株式会社は、株式を発行して投資家から資金を調達し、その資金で経営を行います。

資本と経営の分離が行われ、会社経営は取締役に委ね、利益が出た場合に投資家は余剰金の分配を得られます。

株式総会開催の目的や株主の権利について解説していきます。

株主総会の目的

株主総会は、株式会社の最高意思決定機関です。経営を左右するような重要事項について決議します。

重要事項とは、「会社の根幹にかかわる事項」「取締役の選解任などの役員人事」「株主の利害にかかわる事項」などのことです。

3つの重要事項の主な中身は、以下のとおりです。

会社の根幹にかかわる事項の決議

  • 会社の定款変更
  • 解散
  • 事業の譲渡
  • 合併
  • 減資
  • 決算書類(貸借対照表・損益計算書等)の承認

会社の役員人事の決議

  • 取締役の選任・解任
  • 監査役の選任・解任
  • 会計監査人の選任・解任

株主の利害にかかわる事項の決議

  • 剰余金の配当
  • 役員報酬
  • 自己株式の取得

株主の権利とは

会社に出資(投資)した人を「株主」といいます。株主は出資した株数に応じて権利を持つことができます。

記録データ:
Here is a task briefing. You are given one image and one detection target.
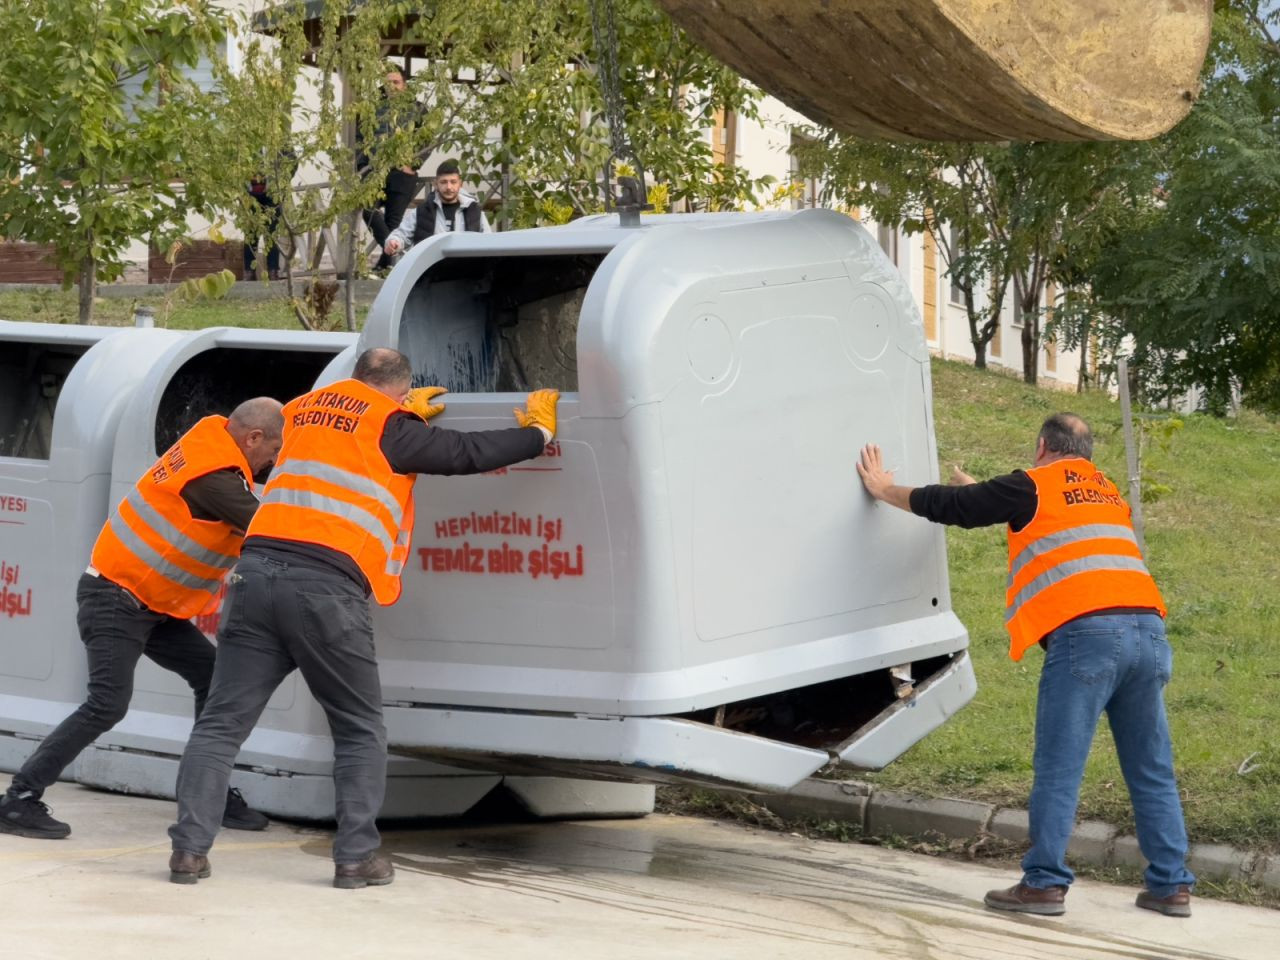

取り組む課題:
株主総会を扱った本文に照らして、次の1.～3.の記述が正しいかを判定せよ。各項目に「はい」か「いいえ」で答え、判断の決め手となる本文の語句を一字一句違えずに引用すること。
1. 株主総会は、株式会社の最高意思決定機関である。
2. 監査役の選任・解任は、株主の利害にかかわる事項の決議に含まれる。
3. 株主は、出資した株数にかかわらず同じ権利を持つ。

演習結果:
1. はい。「株主総会は、株式会社の最高意思決定機関です。」
2. いいえ。「監査役の選任・解任」は「会社の役員人事の決議」の項目に挙げられている。
3. いいえ。「株主は出資した株数に応じて権利を持つことができます。」